START DATASET

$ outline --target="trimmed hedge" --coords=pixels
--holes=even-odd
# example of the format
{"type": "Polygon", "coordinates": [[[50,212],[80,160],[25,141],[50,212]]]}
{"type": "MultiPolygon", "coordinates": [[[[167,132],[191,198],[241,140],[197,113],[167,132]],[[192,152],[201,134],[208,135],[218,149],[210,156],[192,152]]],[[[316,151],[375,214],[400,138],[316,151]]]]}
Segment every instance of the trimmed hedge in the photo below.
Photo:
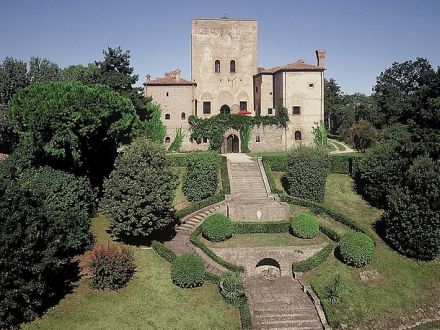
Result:
{"type": "Polygon", "coordinates": [[[328,324],[331,328],[337,329],[340,326],[340,321],[338,317],[336,316],[336,312],[333,308],[333,305],[328,301],[328,299],[325,298],[325,294],[321,288],[316,285],[313,281],[310,283],[310,287],[312,290],[316,293],[319,300],[321,301],[321,307],[324,311],[325,318],[327,319],[328,324]]]}
{"type": "Polygon", "coordinates": [[[200,257],[185,253],[171,263],[173,283],[181,288],[201,286],[205,281],[206,269],[200,257]]]}
{"type": "Polygon", "coordinates": [[[299,238],[314,238],[319,234],[319,222],[313,214],[304,213],[293,218],[290,228],[299,238]]]}
{"type": "Polygon", "coordinates": [[[219,265],[225,267],[226,269],[232,271],[232,272],[244,272],[243,266],[236,266],[234,264],[231,264],[222,258],[220,258],[218,255],[216,255],[214,252],[212,252],[200,239],[199,235],[202,232],[200,227],[197,227],[190,236],[191,243],[198,247],[200,250],[203,251],[208,257],[210,257],[212,260],[214,260],[219,265]]]}
{"type": "Polygon", "coordinates": [[[341,236],[336,231],[334,231],[333,229],[331,229],[330,227],[327,227],[326,225],[324,225],[322,223],[319,224],[319,230],[325,236],[330,238],[333,242],[339,242],[339,240],[341,239],[341,236]]]}
{"type": "Polygon", "coordinates": [[[228,195],[231,193],[231,185],[229,183],[228,175],[228,160],[226,157],[222,157],[220,163],[220,174],[222,177],[222,193],[228,195]]]}
{"type": "Polygon", "coordinates": [[[202,226],[203,237],[211,242],[221,242],[233,234],[232,221],[223,214],[213,214],[205,219],[202,226]]]}
{"type": "Polygon", "coordinates": [[[285,174],[289,195],[323,201],[328,167],[326,151],[305,146],[292,149],[287,157],[285,174]]]}
{"type": "Polygon", "coordinates": [[[273,222],[234,222],[234,234],[276,234],[289,231],[291,221],[273,222]]]}
{"type": "Polygon", "coordinates": [[[158,255],[160,255],[168,262],[173,262],[174,259],[177,258],[177,255],[173,251],[166,247],[165,244],[162,244],[158,241],[153,241],[151,247],[158,255]]]}
{"type": "Polygon", "coordinates": [[[212,197],[206,198],[204,200],[198,201],[198,202],[194,202],[191,203],[191,205],[179,210],[176,212],[176,217],[179,219],[182,219],[184,217],[186,217],[187,215],[196,212],[206,206],[209,205],[213,205],[215,203],[221,202],[225,199],[225,195],[220,193],[220,194],[215,194],[212,197]]]}
{"type": "Polygon", "coordinates": [[[267,159],[267,157],[263,157],[262,162],[264,171],[266,172],[267,181],[269,182],[270,191],[274,194],[279,193],[277,185],[275,183],[275,178],[272,173],[270,159],[267,159]]]}
{"type": "Polygon", "coordinates": [[[346,264],[362,267],[373,259],[374,242],[364,233],[351,231],[341,237],[339,252],[346,264]]]}
{"type": "Polygon", "coordinates": [[[220,283],[220,276],[206,271],[205,280],[218,285],[220,283]]]}
{"type": "Polygon", "coordinates": [[[373,235],[369,232],[368,229],[360,226],[359,224],[357,224],[354,220],[350,219],[349,217],[330,209],[329,207],[325,206],[324,204],[312,202],[312,201],[298,198],[298,197],[289,196],[287,194],[281,194],[280,197],[281,197],[281,201],[283,201],[283,202],[308,207],[312,212],[314,212],[316,214],[320,214],[320,213],[327,214],[328,216],[330,216],[334,220],[342,223],[343,225],[345,225],[355,231],[358,231],[358,232],[361,232],[361,233],[368,235],[373,240],[373,242],[375,242],[373,235]]]}
{"type": "Polygon", "coordinates": [[[252,330],[252,316],[251,310],[249,309],[249,305],[247,303],[241,305],[240,309],[240,321],[241,321],[241,329],[242,330],[252,330]]]}
{"type": "Polygon", "coordinates": [[[187,167],[182,190],[188,200],[200,201],[212,197],[217,189],[219,155],[213,152],[193,153],[187,167]]]}
{"type": "Polygon", "coordinates": [[[315,253],[311,257],[307,258],[306,260],[294,262],[292,264],[292,271],[293,272],[308,272],[309,270],[312,270],[313,268],[318,267],[320,264],[322,264],[324,261],[327,260],[330,253],[335,248],[334,243],[328,244],[326,247],[324,247],[319,252],[315,253]]]}

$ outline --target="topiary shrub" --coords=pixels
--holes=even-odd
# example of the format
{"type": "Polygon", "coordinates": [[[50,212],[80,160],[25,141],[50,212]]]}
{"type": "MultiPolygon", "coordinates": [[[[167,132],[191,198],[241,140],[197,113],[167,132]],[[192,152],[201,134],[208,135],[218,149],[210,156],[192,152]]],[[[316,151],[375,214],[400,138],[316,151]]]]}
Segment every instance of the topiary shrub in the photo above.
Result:
{"type": "Polygon", "coordinates": [[[88,265],[92,280],[90,286],[101,290],[124,287],[136,269],[133,261],[133,252],[127,248],[113,244],[96,245],[88,265]]]}
{"type": "Polygon", "coordinates": [[[293,218],[290,229],[299,238],[314,238],[319,234],[319,222],[311,213],[304,213],[293,218]]]}
{"type": "Polygon", "coordinates": [[[238,273],[225,273],[220,278],[220,293],[225,300],[238,307],[246,301],[246,286],[238,273]]]}
{"type": "Polygon", "coordinates": [[[339,252],[346,264],[362,267],[373,258],[374,242],[364,233],[350,231],[341,237],[339,252]]]}
{"type": "Polygon", "coordinates": [[[190,253],[178,256],[171,263],[171,279],[181,288],[201,286],[205,281],[205,274],[202,259],[190,253]]]}
{"type": "Polygon", "coordinates": [[[289,195],[323,201],[328,167],[329,157],[324,149],[305,146],[292,149],[285,175],[289,195]]]}
{"type": "Polygon", "coordinates": [[[232,221],[222,214],[213,214],[202,224],[202,235],[211,242],[221,242],[232,236],[234,226],[232,221]]]}

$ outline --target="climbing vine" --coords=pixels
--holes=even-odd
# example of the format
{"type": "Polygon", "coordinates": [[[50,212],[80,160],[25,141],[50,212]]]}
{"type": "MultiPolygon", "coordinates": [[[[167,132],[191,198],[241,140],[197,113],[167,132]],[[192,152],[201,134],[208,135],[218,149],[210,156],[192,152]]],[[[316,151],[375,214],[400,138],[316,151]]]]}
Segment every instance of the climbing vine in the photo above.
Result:
{"type": "Polygon", "coordinates": [[[180,151],[184,138],[185,138],[185,134],[183,133],[183,130],[181,128],[177,128],[176,137],[174,138],[173,142],[168,148],[168,151],[180,151]]]}
{"type": "Polygon", "coordinates": [[[313,127],[313,142],[317,147],[326,148],[327,147],[327,130],[323,122],[315,123],[317,127],[313,127]]]}
{"type": "Polygon", "coordinates": [[[201,143],[203,138],[209,140],[209,150],[219,151],[223,136],[228,129],[240,132],[241,149],[248,152],[248,143],[252,134],[252,127],[279,126],[287,127],[289,115],[286,108],[280,108],[276,116],[240,116],[235,114],[216,115],[206,119],[190,116],[188,123],[191,127],[191,141],[201,143]]]}

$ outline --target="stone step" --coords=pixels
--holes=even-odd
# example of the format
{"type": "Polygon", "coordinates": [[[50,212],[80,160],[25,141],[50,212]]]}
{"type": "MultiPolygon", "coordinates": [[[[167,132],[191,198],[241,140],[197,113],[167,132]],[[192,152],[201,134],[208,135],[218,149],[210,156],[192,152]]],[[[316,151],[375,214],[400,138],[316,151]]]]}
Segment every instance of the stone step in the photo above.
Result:
{"type": "Polygon", "coordinates": [[[188,221],[185,221],[185,223],[196,226],[196,225],[198,225],[201,221],[202,221],[202,220],[198,220],[198,219],[191,218],[191,219],[189,219],[188,221]]]}

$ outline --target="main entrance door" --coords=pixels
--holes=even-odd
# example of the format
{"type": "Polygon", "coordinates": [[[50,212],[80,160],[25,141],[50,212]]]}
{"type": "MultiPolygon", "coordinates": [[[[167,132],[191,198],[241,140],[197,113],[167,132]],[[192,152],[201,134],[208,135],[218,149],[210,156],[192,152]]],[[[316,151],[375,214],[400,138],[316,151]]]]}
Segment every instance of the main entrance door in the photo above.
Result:
{"type": "Polygon", "coordinates": [[[231,134],[228,136],[228,138],[226,139],[226,152],[231,153],[231,152],[240,152],[240,146],[239,146],[239,140],[238,140],[238,136],[235,134],[231,134]]]}

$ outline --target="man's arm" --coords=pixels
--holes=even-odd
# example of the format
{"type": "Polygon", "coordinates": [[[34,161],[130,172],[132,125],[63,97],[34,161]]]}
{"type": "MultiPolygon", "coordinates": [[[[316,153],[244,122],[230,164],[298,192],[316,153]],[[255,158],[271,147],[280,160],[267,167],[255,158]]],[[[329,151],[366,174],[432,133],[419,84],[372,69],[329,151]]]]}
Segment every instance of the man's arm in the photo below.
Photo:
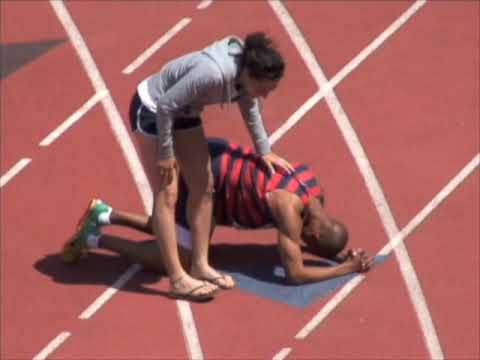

END DATASET

Using the records above, find and show each line with the string "door".

> ANSWER AREA
$ outline --target="main entrance door" --coords=pixels
Segment every instance of the main entrance door in the photo above.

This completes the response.